지시 사항 – 아래 목록 전체를 다시 적으면서 "Values"만 "Coordinates"로 바꾸고 나머지는 그대로 두세요. 그림 자리는 답에 넣지 마세요.

########################################

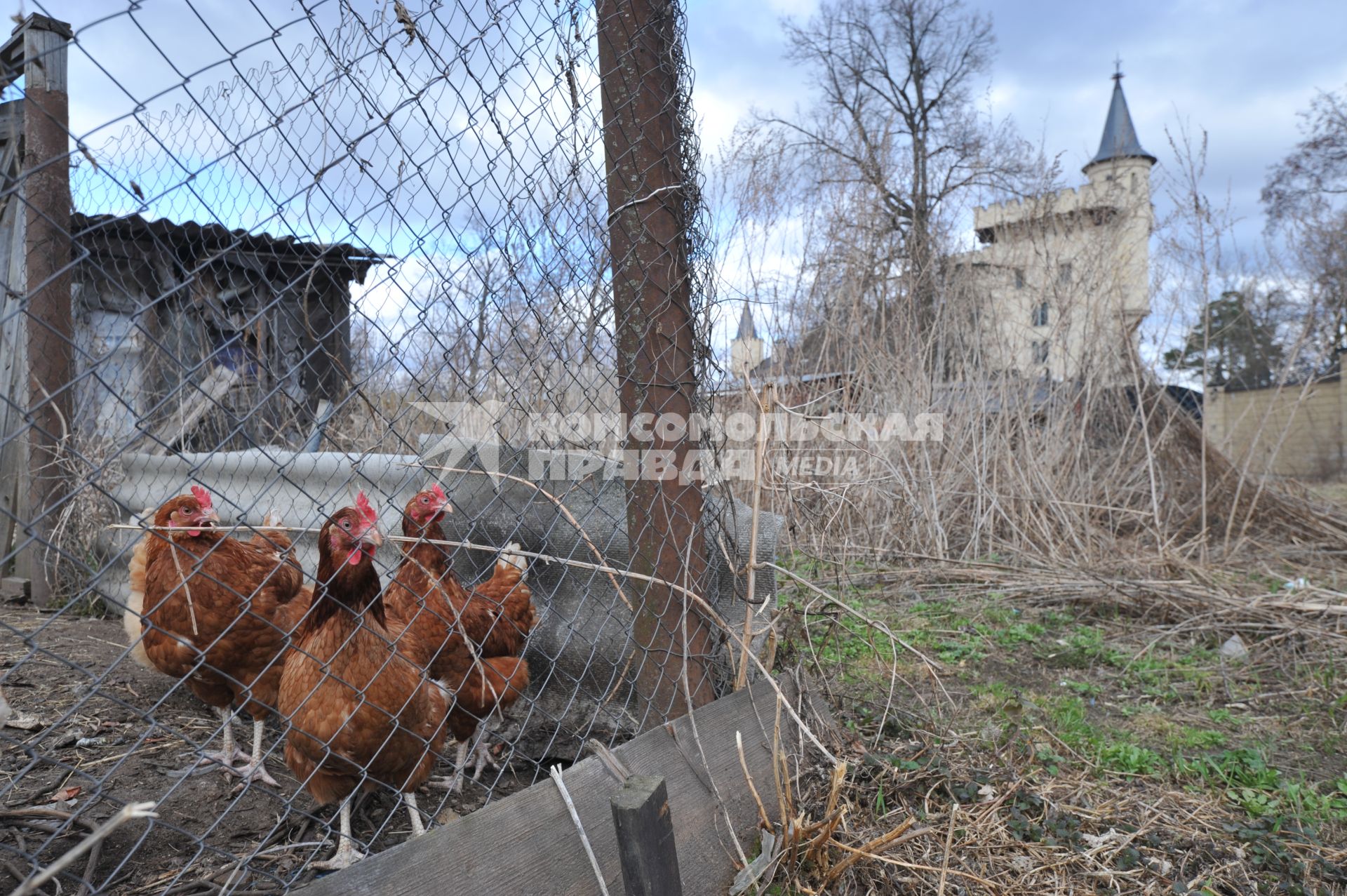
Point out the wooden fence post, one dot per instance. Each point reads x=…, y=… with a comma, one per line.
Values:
x=39, y=45
x=645, y=838
x=657, y=342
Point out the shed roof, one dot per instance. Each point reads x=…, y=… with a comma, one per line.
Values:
x=205, y=239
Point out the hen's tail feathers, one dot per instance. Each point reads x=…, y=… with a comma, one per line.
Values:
x=133, y=616
x=512, y=566
x=492, y=683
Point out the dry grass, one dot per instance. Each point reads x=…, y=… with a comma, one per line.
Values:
x=1067, y=733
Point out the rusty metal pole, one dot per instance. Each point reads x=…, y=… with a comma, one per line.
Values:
x=648, y=221
x=45, y=180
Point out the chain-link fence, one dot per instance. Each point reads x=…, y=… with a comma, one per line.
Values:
x=264, y=265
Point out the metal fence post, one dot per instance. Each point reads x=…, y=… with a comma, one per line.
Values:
x=655, y=338
x=48, y=259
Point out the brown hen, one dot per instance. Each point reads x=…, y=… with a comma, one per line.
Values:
x=217, y=612
x=471, y=641
x=361, y=713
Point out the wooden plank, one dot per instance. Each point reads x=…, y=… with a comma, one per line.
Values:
x=645, y=840
x=51, y=317
x=14, y=589
x=527, y=845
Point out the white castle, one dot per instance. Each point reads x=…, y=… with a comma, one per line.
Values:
x=1061, y=281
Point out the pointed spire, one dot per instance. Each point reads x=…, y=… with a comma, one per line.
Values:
x=746, y=329
x=1120, y=136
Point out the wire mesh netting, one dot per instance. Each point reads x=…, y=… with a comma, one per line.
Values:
x=283, y=283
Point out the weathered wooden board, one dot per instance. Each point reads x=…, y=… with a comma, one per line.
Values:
x=527, y=845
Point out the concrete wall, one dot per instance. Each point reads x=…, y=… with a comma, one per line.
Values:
x=1295, y=430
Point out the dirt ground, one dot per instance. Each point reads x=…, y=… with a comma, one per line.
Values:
x=1057, y=739
x=101, y=732
x=1051, y=745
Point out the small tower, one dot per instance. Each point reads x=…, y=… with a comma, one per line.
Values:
x=1121, y=170
x=1063, y=279
x=746, y=348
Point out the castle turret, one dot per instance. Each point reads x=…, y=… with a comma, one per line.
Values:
x=746, y=349
x=1063, y=278
x=1121, y=170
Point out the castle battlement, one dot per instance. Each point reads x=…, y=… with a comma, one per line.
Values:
x=1098, y=196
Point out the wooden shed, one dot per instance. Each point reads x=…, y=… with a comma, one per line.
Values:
x=201, y=337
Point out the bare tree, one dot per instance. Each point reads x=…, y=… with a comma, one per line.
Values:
x=1306, y=197
x=896, y=116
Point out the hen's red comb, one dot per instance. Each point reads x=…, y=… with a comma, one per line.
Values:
x=202, y=497
x=366, y=509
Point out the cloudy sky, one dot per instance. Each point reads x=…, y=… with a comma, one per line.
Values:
x=1238, y=69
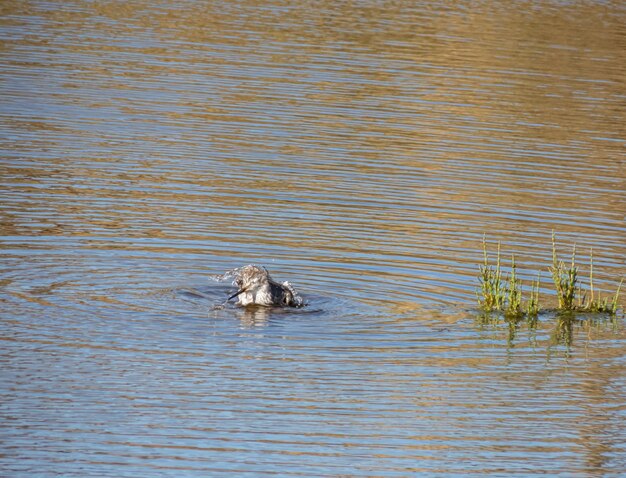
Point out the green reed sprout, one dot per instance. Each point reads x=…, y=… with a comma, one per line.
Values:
x=514, y=292
x=503, y=293
x=532, y=305
x=565, y=279
x=492, y=287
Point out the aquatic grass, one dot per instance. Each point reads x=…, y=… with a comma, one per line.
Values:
x=492, y=288
x=514, y=293
x=600, y=304
x=565, y=279
x=532, y=305
x=500, y=294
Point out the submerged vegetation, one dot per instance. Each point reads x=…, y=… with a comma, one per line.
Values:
x=502, y=292
x=502, y=300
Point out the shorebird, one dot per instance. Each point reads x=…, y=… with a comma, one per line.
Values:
x=256, y=287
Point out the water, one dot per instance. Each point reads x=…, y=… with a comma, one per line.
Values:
x=359, y=151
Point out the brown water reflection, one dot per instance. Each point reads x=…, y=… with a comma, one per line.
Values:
x=358, y=150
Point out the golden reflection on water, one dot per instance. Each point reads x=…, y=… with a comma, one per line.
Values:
x=361, y=150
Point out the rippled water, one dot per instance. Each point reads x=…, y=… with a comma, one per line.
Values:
x=358, y=150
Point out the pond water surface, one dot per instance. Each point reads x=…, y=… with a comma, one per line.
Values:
x=360, y=150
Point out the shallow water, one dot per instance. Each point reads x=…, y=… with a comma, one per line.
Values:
x=359, y=151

########################################

아래 답변 –
Point out the wooden fence post, one dot per instance. Each point reads x=…, y=… with a comma, one per line.
Coordinates:
x=39, y=45
x=645, y=838
x=657, y=342
Point out the shed roof, one dot per instance. Each point reads x=…, y=… with a comma, one per line.
Coordinates:
x=205, y=239
Point out the hen's tail feathers, one dot per instance. Each point reads x=…, y=… with a comma, one per line.
Coordinates:
x=133, y=616
x=512, y=566
x=492, y=683
Point out the dry grass, one dot per instance. Each point reads x=…, y=… with a comma, one per line.
Coordinates:
x=1067, y=733
Point out the rusty metal pole, one dot per instance. Each point reads x=…, y=… with a comma, one per line.
Coordinates:
x=648, y=221
x=45, y=180
Point out the chain-link fence, one dot per instance. Each point reads x=…, y=… with a comma, one per line.
Coordinates:
x=264, y=265
Point out the metal fence post, one dot per instance. Each point reads x=…, y=… with a comma, one per line.
Coordinates:
x=655, y=338
x=48, y=259
Point out the brown hen, one dot per instance. Each point reads x=…, y=… with a comma, one per line.
Coordinates:
x=217, y=612
x=471, y=641
x=361, y=713
Point out the wooden plank, one dot per instance. Each point reads x=…, y=… with a comma, one per line.
Coordinates:
x=645, y=840
x=51, y=317
x=14, y=589
x=527, y=845
Point out the white castle, one dot per instance. Each point reads x=…, y=… with a comma, one per line.
Coordinates:
x=1061, y=281
Point out the pointed spire, one dot per instance. Each point reads x=…, y=… with a comma, one per line.
Coordinates:
x=746, y=329
x=1120, y=136
Point out the wire mesh netting, one dot per instance. Each point reads x=…, y=… with a comma, one per line.
Coordinates:
x=283, y=283
Point out the weathered wooden board, one dot per instance. Each point reads x=…, y=… with a comma, one per line.
Coordinates:
x=527, y=845
Point out the concrete wall, one dot per instance. Each point reads x=…, y=… with a comma, one per line.
Coordinates:
x=1295, y=430
Point out the dirt ground, one dot per instance. Each point reads x=…, y=… with a comma, one per line.
Coordinates:
x=1057, y=739
x=101, y=732
x=1051, y=745
Point out the small tower, one dot per instance. Each point reads x=…, y=… with a comma, one per line.
Coordinates:
x=1121, y=170
x=1063, y=279
x=746, y=348
Point out the castle turret, one dot per instance. Each point reads x=…, y=… with a comma, one per line.
Coordinates:
x=746, y=349
x=1063, y=278
x=1121, y=170
Point out the castle battlement, one dot per instance. Each point reads x=…, y=… with a comma, one per line.
Coordinates:
x=1098, y=196
Point out the wooden shed, one dot per instance. Each point reads x=…, y=… with a comma, one per line.
Coordinates:
x=201, y=337
Point out the bare tree, one dot per instance. Each point reads x=…, y=… with a comma, one per line.
Coordinates:
x=1306, y=197
x=896, y=116
Point out the hen's red comb, one dot per instance. Each point reads x=…, y=… with a comma, one per line.
Coordinates:
x=202, y=497
x=366, y=509
Point out the cloudy sky, one dot per instance. Each point reads x=…, y=… with a comma, one per line.
Coordinates:
x=1238, y=69
Point out the green reed sprout, one dot per instance. Each point reads x=…, y=… with a comma, one per line.
Coordinates:
x=514, y=292
x=503, y=293
x=532, y=305
x=565, y=279
x=492, y=287
Point out the aquatic grass, one dot per instance. Each point reads x=…, y=… with a comma, one per line.
Coordinates:
x=492, y=288
x=514, y=293
x=600, y=304
x=565, y=279
x=532, y=305
x=500, y=294
Point out the submerged vegetation, one dot per instance. Each point reads x=…, y=… with a comma, one per line.
Coordinates:
x=502, y=292
x=502, y=300
Point out the shorebird, one dot per instance. Each point reads x=…, y=… with a comma, one per line.
Coordinates:
x=256, y=287
Point out the water, one dot per instance. Each point reads x=…, y=… with a comma, one per line.
Coordinates:
x=359, y=151
Point out the brown water reflection, one dot per instance. Each point reads x=…, y=… with a comma, one per line.
Coordinates:
x=358, y=150
Point out the golden reflection on water, one dot per instance. Each point reads x=…, y=… with a comma, one per line.
Coordinates:
x=361, y=150
Point out the rippled water, one dot per instance. Each point reads x=…, y=… with a comma, one per line.
Coordinates:
x=358, y=150
Point out the pond water surface, one dot per instance. Each point reads x=…, y=… with a comma, one per line.
Coordinates:
x=360, y=150
Point out the shallow water, one dot per instance. Each point reads x=…, y=… with a comma, one per line.
Coordinates:
x=359, y=151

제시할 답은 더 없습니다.